**TEXTE PROPOSÉ**
....

Aujourd’hui, Ludovic mène aussi un autre combat à terre, en tant que président de l’OP Les Pêcheurs de Bretagne. Il dénonce les accusations portées contre la pêche française. Son message est sans équivoque : « on vit de la mer. Et on est les premiers à avoir intérêt à la préserver. » Cette responsabilité, il la porte avec force, conscient que la pêche française est une mosaïque de pratiques respectueuses et contrôlées.

 

Ludovic souligne aussi que la collaboration avec les scientifiques est désormais essentielle et bien installée : « on gère les ressources ensemble, on adapte les quotas. Mais malgré cela, les pêcheurs restent souvent les seuls accusés. Injustement. Nous ne sommes pas des destructeurs. »

 

Pour lui, il est urgent d’élargir le débat et de prendre en compte d’autres facteurs tout aussi cruciaux : « la pollution terrestre, le réchauffement climatique, l’artificialisation des côtes… Ce sont autant de menaces pour la mer. »

 

Et s’il fallait écouter une dernière voix, ce serait celle de la mer elle-même. « Si elle pouvait parler, elle dirait aux terriens d’écouter les marins. Et elle les alerterait sur le climat, avant qu’il ne soit trop tard. » Car la météo conditionne tout : les rendements comme la sécurité.

....

**ENREGISTREMENTS FOURNIS**
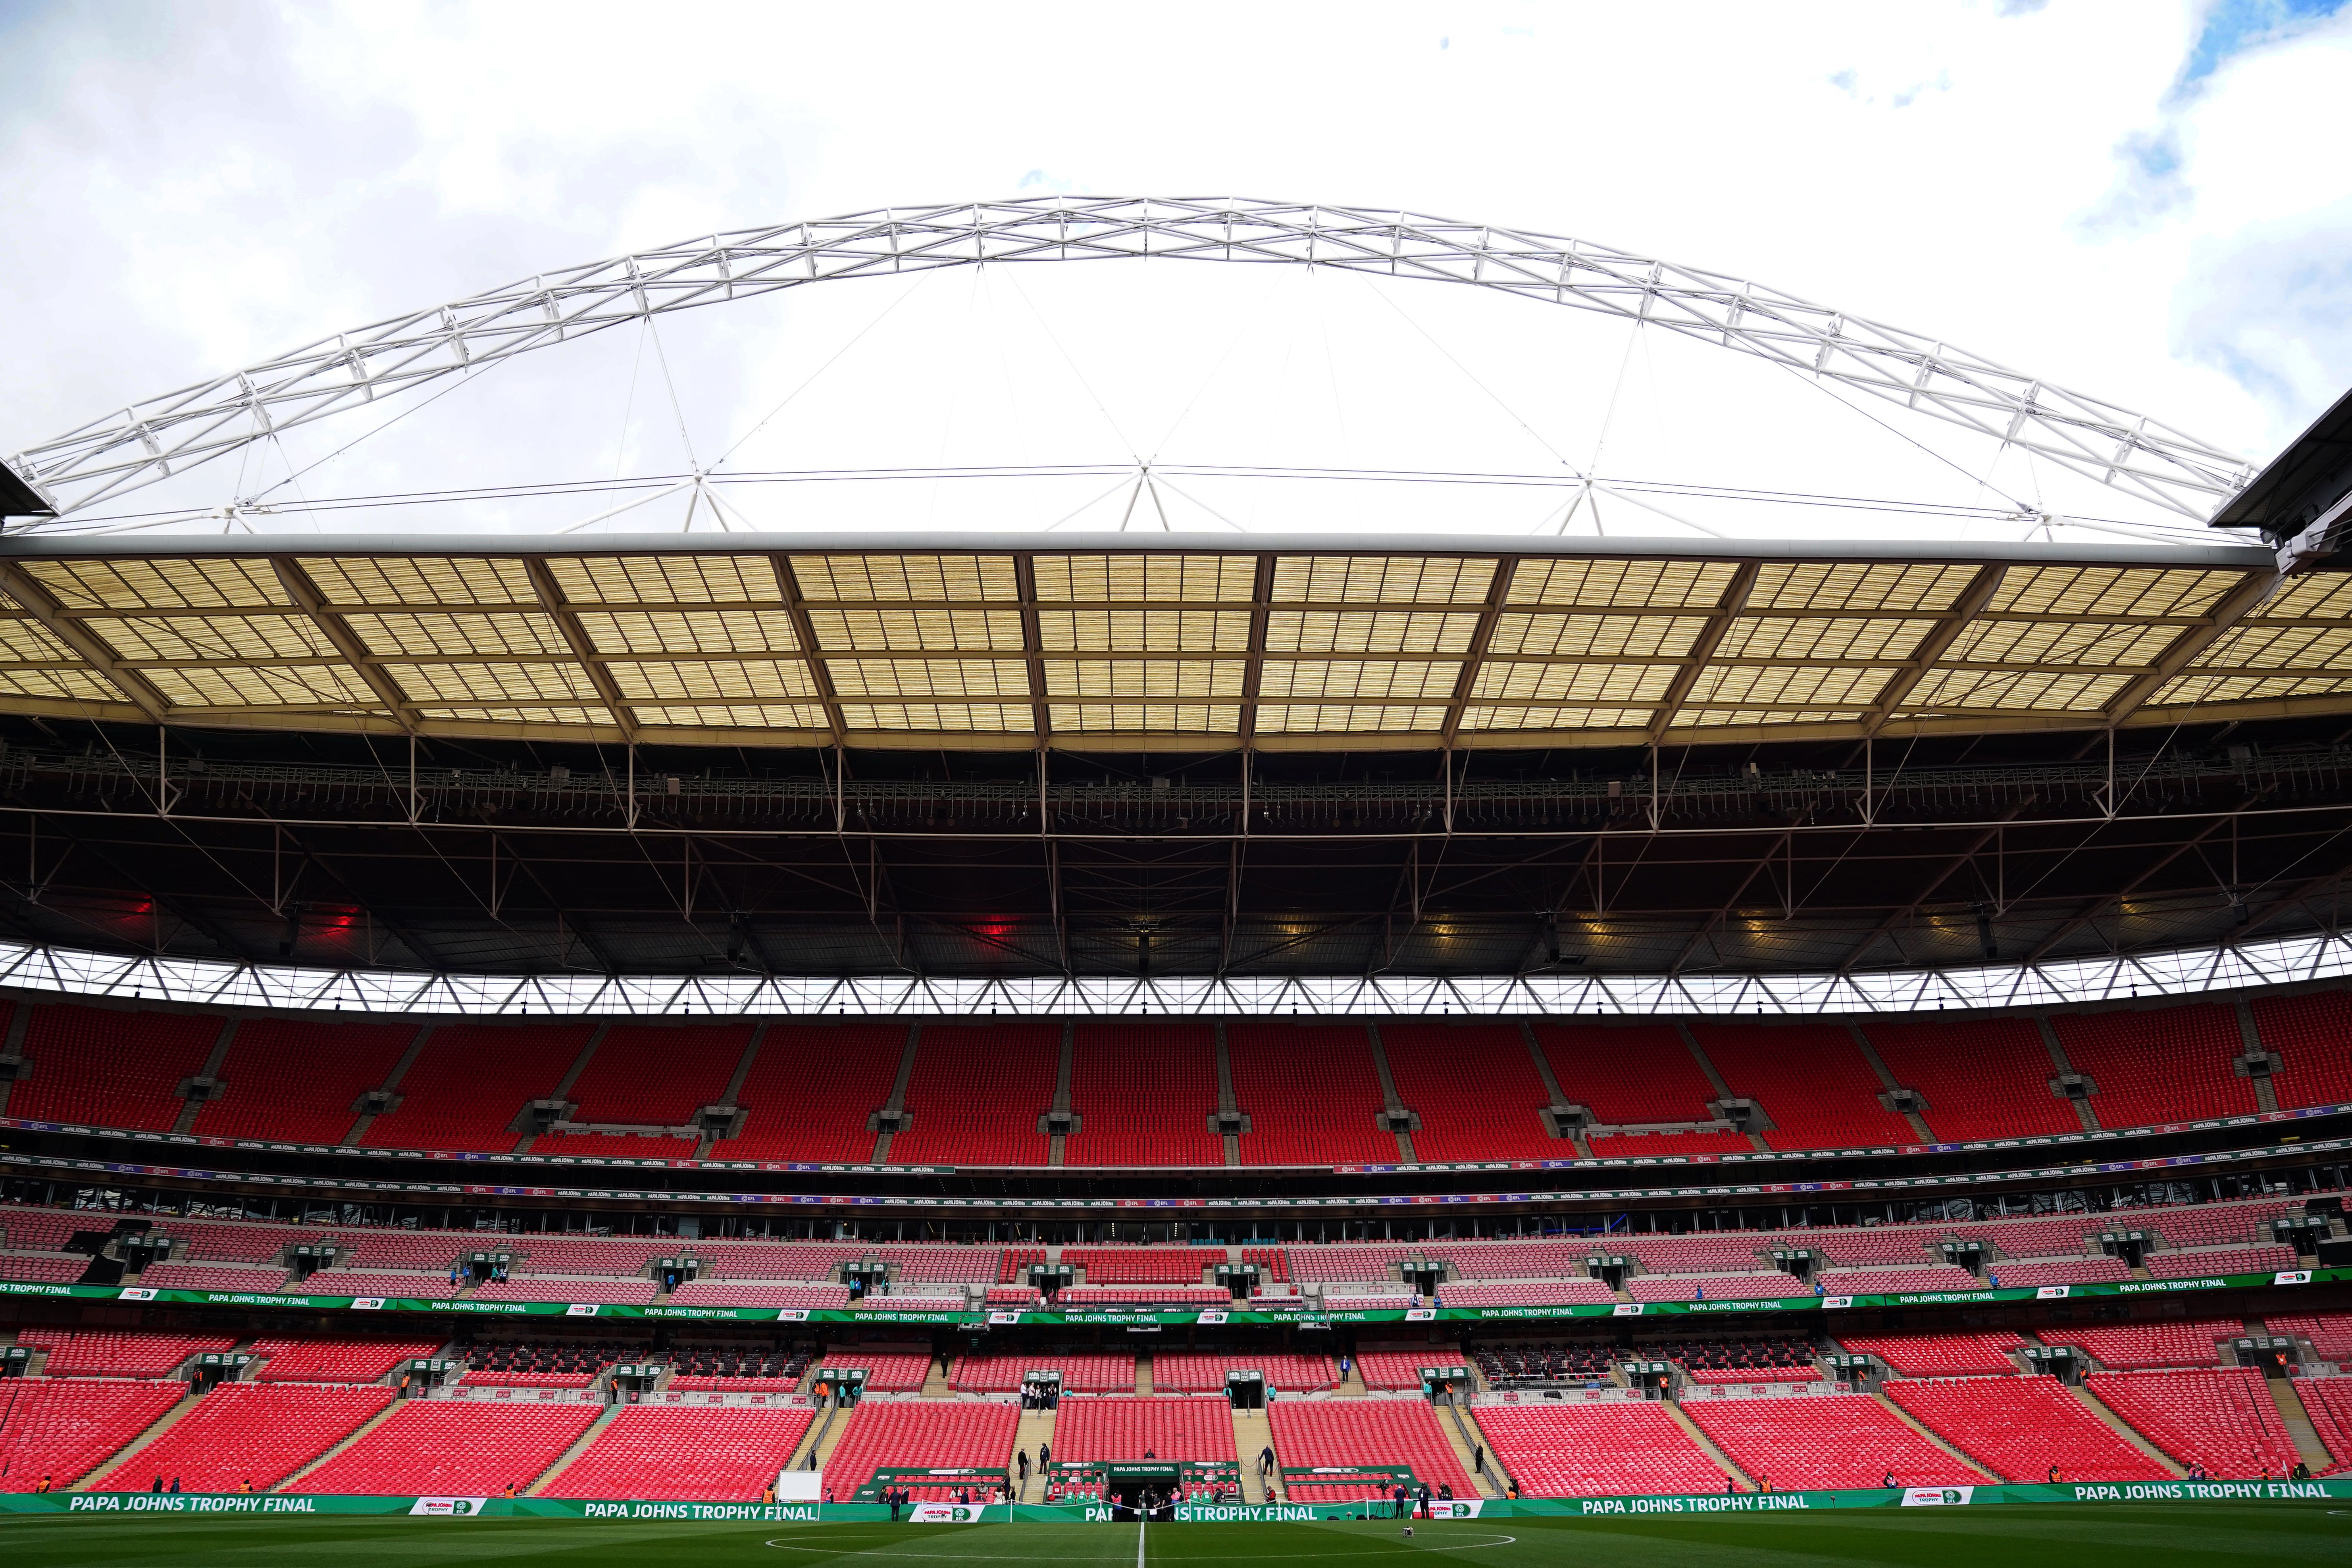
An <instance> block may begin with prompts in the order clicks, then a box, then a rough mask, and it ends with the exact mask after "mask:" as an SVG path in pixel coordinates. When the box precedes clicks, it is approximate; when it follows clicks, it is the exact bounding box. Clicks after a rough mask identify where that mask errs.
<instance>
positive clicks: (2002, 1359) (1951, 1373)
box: [1837, 1328, 2025, 1378]
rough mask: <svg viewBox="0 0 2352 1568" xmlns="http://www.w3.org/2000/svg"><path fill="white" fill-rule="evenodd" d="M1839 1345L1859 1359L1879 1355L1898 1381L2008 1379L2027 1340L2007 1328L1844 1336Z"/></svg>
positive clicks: (1880, 1358)
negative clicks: (1986, 1377) (1944, 1331)
mask: <svg viewBox="0 0 2352 1568" xmlns="http://www.w3.org/2000/svg"><path fill="white" fill-rule="evenodd" d="M1837 1342H1839V1345H1844V1347H1846V1349H1851V1352H1853V1354H1858V1356H1877V1359H1879V1361H1884V1363H1886V1366H1889V1368H1891V1371H1893V1373H1896V1375H1898V1378H1969V1375H1978V1373H1985V1375H1997V1378H2006V1375H2011V1373H2016V1371H2018V1363H2016V1361H2011V1356H2013V1354H2016V1352H2018V1349H2023V1347H2025V1338H2023V1335H2016V1333H2009V1331H2006V1328H1987V1331H1980V1333H1842V1335H1837Z"/></svg>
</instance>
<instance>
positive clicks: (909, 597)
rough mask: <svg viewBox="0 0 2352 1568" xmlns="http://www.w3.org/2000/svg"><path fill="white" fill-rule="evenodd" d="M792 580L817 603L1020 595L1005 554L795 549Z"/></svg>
mask: <svg viewBox="0 0 2352 1568" xmlns="http://www.w3.org/2000/svg"><path fill="white" fill-rule="evenodd" d="M793 581H797V583H800V597H802V599H809V602H818V604H922V602H938V599H983V602H997V599H1002V602H1007V604H1018V599H1021V581H1018V576H1016V574H1014V557H1009V555H795V557H793Z"/></svg>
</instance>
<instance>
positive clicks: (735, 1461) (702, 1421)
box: [546, 1406, 814, 1502]
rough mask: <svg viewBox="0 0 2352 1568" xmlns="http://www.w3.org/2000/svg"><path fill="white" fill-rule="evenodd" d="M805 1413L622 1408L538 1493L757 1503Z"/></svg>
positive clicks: (750, 1410)
mask: <svg viewBox="0 0 2352 1568" xmlns="http://www.w3.org/2000/svg"><path fill="white" fill-rule="evenodd" d="M811 1415H814V1413H811V1410H774V1408H769V1410H743V1408H691V1406H687V1408H670V1406H626V1408H623V1410H621V1413H619V1415H614V1418H612V1425H607V1427H604V1429H602V1432H597V1434H595V1441H593V1443H588V1448H583V1450H581V1455H579V1458H576V1460H572V1462H569V1465H564V1469H562V1472H560V1474H557V1476H555V1479H553V1481H550V1483H548V1486H546V1495H548V1497H663V1500H670V1497H675V1500H680V1502H757V1500H760V1493H762V1490H764V1488H767V1486H771V1483H774V1481H776V1472H779V1469H783V1467H786V1462H788V1460H790V1458H793V1448H797V1446H800V1439H802V1436H804V1434H807V1432H809V1418H811Z"/></svg>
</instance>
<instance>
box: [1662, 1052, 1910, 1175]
mask: <svg viewBox="0 0 2352 1568" xmlns="http://www.w3.org/2000/svg"><path fill="white" fill-rule="evenodd" d="M1691 1034H1696V1037H1698V1044H1700V1048H1703V1051H1705V1053H1708V1060H1712V1063H1715V1070H1717V1072H1722V1074H1724V1084H1729V1086H1731V1093H1736V1095H1748V1098H1750V1100H1755V1103H1757V1105H1762V1107H1764V1114H1766V1117H1769V1119H1771V1121H1773V1126H1771V1128H1769V1131H1766V1133H1764V1143H1766V1145H1771V1147H1776V1150H1856V1147H1882V1145H1896V1147H1900V1145H1910V1143H1919V1133H1917V1131H1915V1128H1912V1124H1910V1121H1905V1119H1903V1117H1898V1114H1896V1112H1891V1110H1886V1107H1884V1105H1879V1093H1884V1088H1886V1086H1884V1084H1879V1074H1875V1072H1872V1070H1870V1063H1867V1060H1865V1058H1863V1051H1860V1046H1858V1044H1856V1041H1853V1034H1851V1032H1849V1030H1846V1027H1844V1025H1832V1023H1785V1025H1752V1023H1698V1025H1691Z"/></svg>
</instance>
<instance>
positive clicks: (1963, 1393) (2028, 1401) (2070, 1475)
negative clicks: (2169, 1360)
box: [1886, 1375, 2171, 1481]
mask: <svg viewBox="0 0 2352 1568" xmlns="http://www.w3.org/2000/svg"><path fill="white" fill-rule="evenodd" d="M1886 1396H1889V1399H1893V1401H1896V1403H1898V1406H1903V1413H1905V1415H1910V1418H1912V1420H1915V1422H1919V1425H1922V1427H1926V1429H1929V1432H1933V1434H1936V1436H1940V1439H1943V1441H1947V1443H1952V1448H1959V1450H1962V1453H1964V1455H1969V1458H1971V1460H1976V1462H1978V1465H1983V1467H1985V1469H1990V1472H1994V1474H1997V1476H2002V1479H2004V1481H2042V1479H2046V1476H2049V1472H2051V1467H2056V1469H2058V1476H2060V1479H2063V1481H2164V1479H2166V1476H2169V1474H2171V1472H2166V1469H2164V1467H2161V1465H2157V1462H2154V1460H2150V1458H2147V1455H2145V1453H2140V1450H2138V1448H2133V1446H2131V1443H2126V1441H2124V1439H2122V1436H2117V1434H2114V1432H2112V1429H2110V1427H2107V1422H2103V1420H2098V1418H2096V1415H2093V1413H2091V1410H2089V1408H2084V1403H2082V1401H2079V1399H2077V1396H2074V1392H2072V1389H2067V1387H2063V1385H2060V1382H2058V1380H2056V1378H2016V1375H2011V1378H1955V1380H1947V1382H1889V1385H1886Z"/></svg>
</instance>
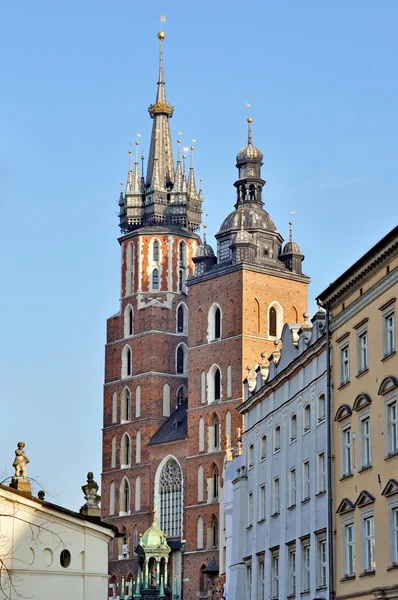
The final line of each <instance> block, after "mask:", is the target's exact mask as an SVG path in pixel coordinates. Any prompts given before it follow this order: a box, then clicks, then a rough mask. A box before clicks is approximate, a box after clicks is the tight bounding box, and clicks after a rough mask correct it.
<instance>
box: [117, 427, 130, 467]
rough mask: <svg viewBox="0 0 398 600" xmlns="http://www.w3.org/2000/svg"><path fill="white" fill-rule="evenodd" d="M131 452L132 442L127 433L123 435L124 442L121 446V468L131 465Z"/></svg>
mask: <svg viewBox="0 0 398 600" xmlns="http://www.w3.org/2000/svg"><path fill="white" fill-rule="evenodd" d="M130 453H131V442H130V437H129V434H128V433H125V434H124V435H123V437H122V443H121V447H120V468H121V469H123V468H124V469H125V468H126V467H129V466H130Z"/></svg>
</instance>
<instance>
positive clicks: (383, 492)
mask: <svg viewBox="0 0 398 600" xmlns="http://www.w3.org/2000/svg"><path fill="white" fill-rule="evenodd" d="M393 494H398V481H397V480H396V479H389V480H388V482H387V484H386V486H385V487H384V490H383V491H382V492H381V495H382V496H392V495H393Z"/></svg>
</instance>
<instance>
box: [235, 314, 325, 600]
mask: <svg viewBox="0 0 398 600" xmlns="http://www.w3.org/2000/svg"><path fill="white" fill-rule="evenodd" d="M307 316H308V315H307ZM306 321H307V319H306ZM325 331H326V328H325V313H324V312H322V311H318V313H316V315H315V316H314V318H313V319H312V326H311V325H310V324H308V323H307V322H305V323H304V324H303V325H302V326H301V327H300V326H299V325H292V324H290V325H285V327H284V329H283V333H282V351H280V350H279V345H276V347H275V350H274V352H273V353H272V355H271V357H270V361H269V362H268V360H267V359H266V358H265V357H266V355H265V353H264V355H263V361H262V363H261V364H260V365H259V366H258V367H257V369H256V371H254V369H250V370H249V372H248V377H247V379H246V382H245V401H244V403H243V404H242V405H241V406H240V407H239V409H238V410H239V413H240V414H242V415H244V419H245V431H244V433H243V435H242V453H241V455H239V454H238V456H236V458H233V459H232V460H230V461H229V462H227V463H226V471H225V479H226V496H225V511H226V531H227V581H226V591H225V597H226V598H227V599H228V600H238V599H240V598H246V599H247V600H250V599H252V600H254V599H256V600H257V599H258V600H264V599H265V598H267V599H269V598H289V597H292V598H294V597H298V596H300V595H302V594H309V597H311V598H314V597H317V598H326V597H327V596H328V550H327V539H328V535H327V529H328V521H327V514H328V504H327V503H328V468H327V464H328V461H327V425H328V411H327V406H326V375H327V368H326V335H325Z"/></svg>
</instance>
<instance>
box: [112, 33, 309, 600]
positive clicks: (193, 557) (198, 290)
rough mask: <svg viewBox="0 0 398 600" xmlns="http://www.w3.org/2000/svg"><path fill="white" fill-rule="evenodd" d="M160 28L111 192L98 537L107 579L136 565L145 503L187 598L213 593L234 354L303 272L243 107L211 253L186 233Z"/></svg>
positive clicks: (217, 559)
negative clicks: (102, 551) (130, 135)
mask: <svg viewBox="0 0 398 600" xmlns="http://www.w3.org/2000/svg"><path fill="white" fill-rule="evenodd" d="M163 39H164V33H163V32H160V33H159V42H160V67H159V80H158V89H157V97H156V102H155V104H153V105H151V106H150V107H149V114H150V117H151V118H152V119H153V129H152V136H151V142H150V151H149V159H148V164H147V171H146V174H145V175H144V172H143V168H142V171H141V172H140V169H139V151H138V144H137V145H136V157H135V163H134V165H133V164H131V165H130V166H129V171H128V178H127V185H126V190H125V191H124V192H123V193H121V195H120V199H119V206H120V215H119V217H120V228H121V233H122V235H121V237H120V238H119V243H120V246H121V256H122V258H121V301H120V310H119V312H118V313H117V314H115V315H114V316H113V317H111V318H110V319H108V325H107V343H106V351H105V386H104V428H103V474H102V490H103V497H102V515H103V518H105V519H106V520H108V521H109V522H110V523H114V524H116V525H117V526H118V528H119V530H120V531H122V533H123V534H124V535H123V537H122V538H121V540H120V541H119V544H118V546H117V547H116V546H115V547H113V548H112V547H111V550H110V567H109V568H110V574H111V576H112V581H113V582H116V583H117V582H120V580H121V577H122V576H124V577H125V578H126V579H128V578H131V577H134V576H135V574H136V573H137V557H136V555H135V549H136V548H137V545H138V540H139V536H140V534H142V533H143V532H144V531H145V530H146V529H147V528H148V527H149V526H150V525H151V522H152V510H153V508H155V509H156V513H157V521H158V524H159V527H160V528H161V529H162V530H163V531H164V532H165V533H166V536H167V544H168V546H169V547H170V549H171V553H170V559H169V561H168V569H169V573H168V575H167V580H168V581H174V580H175V579H176V580H177V592H178V594H179V595H180V597H183V598H185V600H187V599H193V598H197V597H198V596H202V597H208V596H211V595H214V594H218V595H220V593H221V588H222V581H220V576H221V577H222V576H223V574H225V559H224V555H225V552H224V546H225V544H224V537H223V530H224V526H223V508H222V507H223V501H222V498H223V485H224V482H223V478H222V476H221V475H222V472H223V466H224V458H225V453H226V451H229V449H230V448H232V447H234V446H236V444H237V441H238V438H239V437H240V435H241V430H242V416H241V415H240V414H239V413H238V412H237V411H236V408H237V407H238V406H239V405H240V404H241V402H242V398H243V386H242V380H243V378H244V377H245V373H246V365H247V363H248V361H249V360H253V358H255V357H258V359H260V355H261V352H262V351H264V350H266V351H267V352H268V353H269V352H271V351H272V349H273V347H274V341H275V340H276V339H277V338H278V337H279V336H280V334H281V331H282V327H283V325H284V323H286V322H293V323H297V322H298V315H300V314H303V312H305V311H306V310H307V286H308V282H309V278H308V277H307V276H306V275H304V274H303V273H302V261H303V259H304V256H303V254H302V253H301V251H300V249H299V247H298V245H297V244H296V243H294V242H293V240H292V236H290V240H289V241H288V242H287V243H286V244H285V245H284V246H283V238H282V236H281V235H280V233H278V231H277V229H276V227H275V225H274V223H273V221H272V219H271V217H270V215H269V214H268V212H266V211H265V210H264V202H263V197H262V196H263V188H264V185H265V181H264V180H263V179H262V174H261V167H262V159H263V155H262V153H261V151H260V150H258V149H257V148H256V147H255V146H254V145H253V143H252V131H251V119H249V120H248V121H249V122H248V140H247V145H246V146H245V147H244V148H242V149H241V150H240V151H239V152H238V155H237V158H236V166H237V169H238V179H237V181H236V182H235V184H234V185H235V188H236V192H235V193H236V199H235V203H234V210H233V211H232V212H231V213H230V214H229V215H228V216H227V217H226V218H225V219H224V221H223V223H222V225H221V227H220V229H219V231H218V233H217V235H216V238H217V244H218V248H217V256H216V255H215V253H214V252H213V250H212V248H211V247H210V245H209V244H208V243H207V241H206V239H205V237H204V239H203V241H202V239H201V238H200V237H199V235H198V233H197V231H198V229H199V227H200V222H201V202H202V191H201V189H199V190H197V187H196V183H195V175H194V164H193V153H194V148H193V147H191V149H190V166H189V174H187V167H186V161H187V157H186V154H183V155H182V157H181V154H180V141H179V140H178V141H177V161H176V164H175V165H174V162H173V154H172V138H171V133H170V127H169V121H170V118H171V117H172V116H173V110H174V109H173V107H172V106H171V105H170V104H168V103H167V101H166V95H165V85H164V76H163ZM184 152H185V150H184ZM130 156H131V157H132V154H130ZM142 159H143V157H142ZM220 506H221V513H220Z"/></svg>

....

**CONSIGNES**
A – Recopiez le passage du texte sur la pêche qui commence par « Aujourd’hui, Ludovic mène » et se poursuit jusqu'à « respectueuses et contrôlées. ».
B – Mettez en tableau Markdown les lignes des enregistrements, depuis le début jusqu'à la ligne contenant « box: [1837, 1328, 2025, 1378] » incluse, avec les colonnes Numéro et Contenu. Laissez de côté les lignes vides et les images.

**CORRIGÉ**
A –
Aujourd’hui, Ludovic mène aussi un autre combat à terre, en tant que président de l’OP Les Pêcheurs de Bretagne. Il dénonce les accusations portées contre la pêche française. Son message est sans équivoque : « on vit de la mer. Et on est les premiers à avoir intérêt à la préserver. » Cette responsabilité, il la porte avec force, conscient que la pêche française est une mosaïque de pratiques respectueuses et contrôlées.

B –
| Numéro | Contenu |
|---|---|
| 1 | An <instance> block may begin with prompts in the order clicks, then a box, then a rough mask, and it ends with the exact mask after "mask:" as an SVG path in pixel coordinates. When the box precedes clicks, it is approximate; when it follows clicks, it is the exact bounding box. Clicks after a rough mask identify where that mask errs. |
| 2 | <instance> |
| 3 | positive clicks: (2002, 1359) (1951, 1373) |
| 4 | box: [1837, 1328, 2025, 1378] |